Pick out every line in the rows below that contains the string "covered" and copy each one.

Collection entries
___

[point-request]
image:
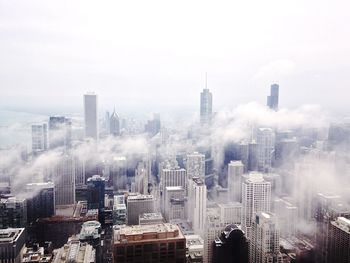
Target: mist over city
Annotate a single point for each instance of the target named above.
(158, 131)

___

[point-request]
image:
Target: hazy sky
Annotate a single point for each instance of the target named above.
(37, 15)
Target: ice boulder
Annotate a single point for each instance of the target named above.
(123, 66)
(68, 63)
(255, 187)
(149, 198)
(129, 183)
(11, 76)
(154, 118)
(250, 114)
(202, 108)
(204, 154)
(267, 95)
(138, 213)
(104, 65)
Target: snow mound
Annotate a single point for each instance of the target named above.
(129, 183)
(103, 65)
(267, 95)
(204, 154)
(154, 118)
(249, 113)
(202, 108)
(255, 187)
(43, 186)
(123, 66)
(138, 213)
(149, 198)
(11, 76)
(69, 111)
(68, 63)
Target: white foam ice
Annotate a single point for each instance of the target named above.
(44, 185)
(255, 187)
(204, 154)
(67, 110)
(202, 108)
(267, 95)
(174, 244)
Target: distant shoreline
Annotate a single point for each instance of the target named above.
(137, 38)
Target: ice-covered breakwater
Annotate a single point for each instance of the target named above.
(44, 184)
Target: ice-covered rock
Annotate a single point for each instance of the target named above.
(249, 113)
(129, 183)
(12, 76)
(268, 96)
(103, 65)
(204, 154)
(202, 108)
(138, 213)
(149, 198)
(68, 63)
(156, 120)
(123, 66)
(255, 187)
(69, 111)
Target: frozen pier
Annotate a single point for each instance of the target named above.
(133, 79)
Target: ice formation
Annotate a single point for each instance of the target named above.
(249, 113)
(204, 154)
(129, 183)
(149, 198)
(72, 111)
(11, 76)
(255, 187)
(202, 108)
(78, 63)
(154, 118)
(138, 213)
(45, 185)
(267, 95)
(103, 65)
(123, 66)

___

→ **EXERCISE SOLUTION**
Target: ice-covered breakwater
Target: ice-covered rock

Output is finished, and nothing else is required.